Output all lines exactly.

* [Stored entries]
- - -
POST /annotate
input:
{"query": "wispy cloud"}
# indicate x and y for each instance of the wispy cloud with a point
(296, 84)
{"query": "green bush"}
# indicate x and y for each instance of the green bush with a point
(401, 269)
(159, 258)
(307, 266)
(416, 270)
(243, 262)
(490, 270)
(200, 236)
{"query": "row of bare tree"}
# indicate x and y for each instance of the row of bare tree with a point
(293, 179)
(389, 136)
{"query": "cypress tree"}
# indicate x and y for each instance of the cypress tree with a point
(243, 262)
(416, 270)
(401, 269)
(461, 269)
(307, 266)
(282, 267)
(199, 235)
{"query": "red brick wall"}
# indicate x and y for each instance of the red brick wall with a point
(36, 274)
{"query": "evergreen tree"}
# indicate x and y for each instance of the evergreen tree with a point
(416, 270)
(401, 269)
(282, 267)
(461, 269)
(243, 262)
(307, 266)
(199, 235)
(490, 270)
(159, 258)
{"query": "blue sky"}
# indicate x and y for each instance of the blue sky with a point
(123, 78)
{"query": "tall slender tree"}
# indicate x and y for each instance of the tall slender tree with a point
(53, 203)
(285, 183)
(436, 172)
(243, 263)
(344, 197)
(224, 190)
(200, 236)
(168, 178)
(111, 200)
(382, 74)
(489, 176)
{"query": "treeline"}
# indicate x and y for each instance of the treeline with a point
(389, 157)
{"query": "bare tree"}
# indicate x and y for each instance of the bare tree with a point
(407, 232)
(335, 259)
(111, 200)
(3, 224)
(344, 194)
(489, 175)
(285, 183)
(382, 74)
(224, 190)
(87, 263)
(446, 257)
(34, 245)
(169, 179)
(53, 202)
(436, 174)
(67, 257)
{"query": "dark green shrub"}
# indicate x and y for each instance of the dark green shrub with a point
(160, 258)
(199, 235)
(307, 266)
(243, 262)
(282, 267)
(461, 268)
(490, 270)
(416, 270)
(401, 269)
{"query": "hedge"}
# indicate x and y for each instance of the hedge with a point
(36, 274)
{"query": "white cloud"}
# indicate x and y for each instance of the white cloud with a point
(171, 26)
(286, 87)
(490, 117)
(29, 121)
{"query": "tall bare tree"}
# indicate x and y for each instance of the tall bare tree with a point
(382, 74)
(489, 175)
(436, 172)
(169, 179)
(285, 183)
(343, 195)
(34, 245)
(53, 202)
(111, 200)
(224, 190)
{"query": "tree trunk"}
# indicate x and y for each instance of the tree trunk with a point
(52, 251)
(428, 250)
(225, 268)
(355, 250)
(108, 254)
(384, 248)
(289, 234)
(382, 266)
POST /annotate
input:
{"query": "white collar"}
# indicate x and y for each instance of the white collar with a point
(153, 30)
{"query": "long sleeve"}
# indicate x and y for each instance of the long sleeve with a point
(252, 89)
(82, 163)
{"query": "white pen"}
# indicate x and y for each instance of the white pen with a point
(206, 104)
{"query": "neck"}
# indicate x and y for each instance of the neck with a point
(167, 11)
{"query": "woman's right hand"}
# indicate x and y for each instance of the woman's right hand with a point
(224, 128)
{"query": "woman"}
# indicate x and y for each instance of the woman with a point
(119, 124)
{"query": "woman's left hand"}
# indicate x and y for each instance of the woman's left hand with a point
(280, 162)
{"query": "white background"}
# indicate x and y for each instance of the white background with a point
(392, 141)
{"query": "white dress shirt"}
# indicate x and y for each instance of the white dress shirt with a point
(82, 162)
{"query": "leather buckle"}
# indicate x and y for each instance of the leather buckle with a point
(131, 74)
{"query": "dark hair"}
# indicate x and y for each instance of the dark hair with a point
- - -
* [Full solution]
POST /annotate
input:
{"query": "wispy cloud"}
# indicate x and y for each instance of the wispy cloud with a point
(296, 84)
{"query": "green bush"}
# indicate x and y for each instance of the green bush with a point
(401, 269)
(159, 258)
(307, 266)
(416, 270)
(243, 262)
(490, 270)
(200, 236)
{"query": "row of bare tree"}
# indicate x and y for each instance of the row of bare tree with a point
(293, 179)
(389, 136)
{"query": "cypress tree"}
# indicate x and y for each instance of the cypress tree with a point
(243, 262)
(416, 270)
(401, 269)
(461, 269)
(307, 266)
(282, 267)
(199, 235)
{"query": "red brick wall"}
# indicate x and y for each instance of the red brick wall with a point
(36, 274)
{"query": "evergreen tree"}
# indicate x and y for each instance of the evergreen tree with a point
(416, 270)
(401, 269)
(282, 267)
(461, 269)
(243, 262)
(307, 266)
(199, 235)
(490, 270)
(159, 258)
{"query": "blue sky"}
# indicate x and y for each instance of the blue sky with a point
(123, 78)
{"query": "tall slender tree"}
# indicate x and y for each instance of the tall slender tree with a point
(53, 203)
(285, 183)
(436, 172)
(243, 263)
(344, 197)
(224, 190)
(200, 236)
(168, 178)
(111, 200)
(382, 74)
(489, 176)
{"query": "treeline"}
# indicate x and y for each instance of the treeline with a point
(389, 157)
{"query": "bare tree"}
# indicate x and y for each instance of the bare tree with a point
(407, 232)
(335, 259)
(111, 200)
(3, 224)
(344, 194)
(489, 175)
(285, 183)
(382, 74)
(224, 190)
(87, 263)
(446, 257)
(34, 245)
(169, 179)
(53, 202)
(436, 174)
(67, 257)
{"query": "dark green shrub"}
# indicate x and y for each instance of the dark green shrub with a point
(160, 258)
(199, 235)
(307, 266)
(243, 262)
(282, 267)
(461, 268)
(490, 270)
(416, 270)
(401, 269)
{"query": "hedge"}
# indicate x and y for each instance of the hedge with a point
(36, 274)
{"query": "white cloud"}
# indicate x and y for each instance of the white cloud with a point
(171, 26)
(286, 87)
(490, 117)
(29, 121)
{"query": "tall bare tree"}
# indicate x and y for each instance of the tall bare tree with a point
(382, 74)
(489, 175)
(436, 172)
(169, 179)
(285, 183)
(343, 195)
(34, 245)
(53, 202)
(111, 200)
(224, 190)
{"query": "tree trunk"}
# indicate x and y for each instance of the tree trunk with a point
(52, 251)
(428, 250)
(225, 268)
(355, 250)
(108, 254)
(384, 248)
(289, 234)
(382, 266)
POST /annotate
input:
{"query": "white collar"}
# indicate x and y for each instance of the white collar with a point
(153, 30)
{"query": "long sleeve"}
# indicate x and y for each instance of the long sleeve with a point
(252, 89)
(82, 163)
{"query": "white pen"}
# indicate x and y for each instance of the white pen with a point
(206, 104)
{"query": "neck"}
# indicate x and y for each instance of the neck with a point
(167, 11)
{"query": "woman's right hand"}
# indicate x and y for each instance of the woman's right hand with a point
(224, 128)
{"query": "woman"}
# indicate x and y for each instance of the woman with a point
(119, 124)
{"query": "woman's left hand"}
# indicate x and y for each instance of the woman's left hand with a point
(280, 162)
{"query": "white background"}
# indicate x and y for each instance of the white background with a point
(392, 141)
{"query": "white dress shirt"}
# indicate x and y for each instance of the white dress shirt with a point
(82, 162)
{"query": "leather buckle"}
# indicate x and y for each instance of the leather buckle with a point
(131, 74)
{"query": "dark hair"}
# indicate x and y for each instance of the dark hair with a point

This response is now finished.